■ TASK REQUIREMENTS: Which lines of the listing below contain the word "plush"? Return them.
[Opening PROVIDED RECORDS section]
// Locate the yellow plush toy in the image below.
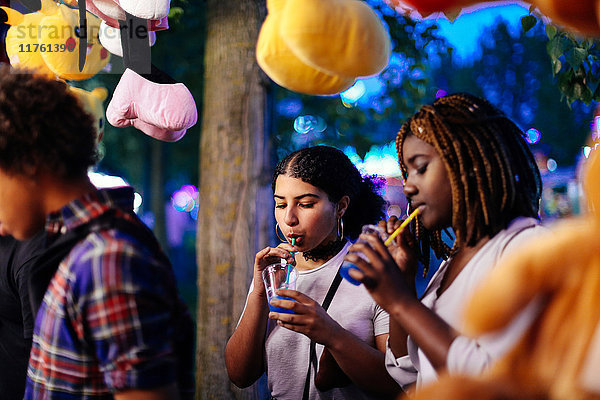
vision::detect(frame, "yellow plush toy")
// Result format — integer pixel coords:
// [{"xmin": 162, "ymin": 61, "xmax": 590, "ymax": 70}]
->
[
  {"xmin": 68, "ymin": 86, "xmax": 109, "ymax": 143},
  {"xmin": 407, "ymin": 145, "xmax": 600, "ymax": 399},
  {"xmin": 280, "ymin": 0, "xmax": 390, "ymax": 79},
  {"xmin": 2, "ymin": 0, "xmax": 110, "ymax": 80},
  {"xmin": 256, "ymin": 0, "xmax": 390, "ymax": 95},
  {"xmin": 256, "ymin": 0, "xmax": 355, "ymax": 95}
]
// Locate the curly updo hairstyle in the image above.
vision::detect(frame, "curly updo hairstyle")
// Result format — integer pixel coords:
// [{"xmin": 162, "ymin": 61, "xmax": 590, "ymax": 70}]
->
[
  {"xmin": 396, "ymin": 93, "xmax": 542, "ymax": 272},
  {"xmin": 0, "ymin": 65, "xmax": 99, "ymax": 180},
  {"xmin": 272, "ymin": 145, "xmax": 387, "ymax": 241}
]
[Closing PROVIDED RECORDS section]
[Opening PROVIDED RECORDS section]
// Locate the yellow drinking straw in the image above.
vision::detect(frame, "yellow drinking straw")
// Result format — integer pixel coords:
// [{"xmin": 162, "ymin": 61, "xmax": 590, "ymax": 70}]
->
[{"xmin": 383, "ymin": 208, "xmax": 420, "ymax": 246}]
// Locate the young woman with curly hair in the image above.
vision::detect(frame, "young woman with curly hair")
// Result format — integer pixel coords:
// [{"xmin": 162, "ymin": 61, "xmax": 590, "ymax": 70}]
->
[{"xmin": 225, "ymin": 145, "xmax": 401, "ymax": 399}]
[Closing PROVIDED RECORDS section]
■ YOUR RESPONSE:
// Locate the yellow plush toy in the image below.
vision::detect(frame, "yellow plush toy")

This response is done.